EXERCISE BRIEF | Please gather every line in the data below that contains the word "each" and copy those lines out in full.

DATASET RECORDS |
— Begin —

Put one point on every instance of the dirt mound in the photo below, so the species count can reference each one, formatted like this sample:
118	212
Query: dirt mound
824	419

— End —
— Begin —

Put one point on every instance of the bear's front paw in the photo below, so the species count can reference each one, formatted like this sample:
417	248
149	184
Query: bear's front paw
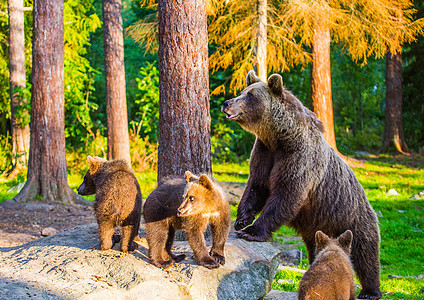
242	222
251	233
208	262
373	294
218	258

— End —
— Begin —

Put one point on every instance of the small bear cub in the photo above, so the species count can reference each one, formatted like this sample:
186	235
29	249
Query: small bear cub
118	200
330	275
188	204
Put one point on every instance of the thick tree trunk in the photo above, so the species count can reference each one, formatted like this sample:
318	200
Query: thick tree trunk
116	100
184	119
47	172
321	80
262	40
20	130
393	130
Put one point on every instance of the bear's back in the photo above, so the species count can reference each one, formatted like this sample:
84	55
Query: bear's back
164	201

— End —

RESULT BELOW |
Put one point on every instance of the dirt mound in the photo below, so the species count can reference each one, formatted like this sample:
Put one point on every instance of the bear's front paw in the photo below, so the species count can reference each one, formatted like this sample:
Put one point on every instance of the small bear cub in the photo above, so the species count can reference each one, formatted like this sample:
Put one point on every instance of the thick tree trunk in the photo above, so the species count can reference each one, formatted like this sample:
Put one point on every instance of the bear's back in the photo above, so the species count can reference each one, formatted like this sample:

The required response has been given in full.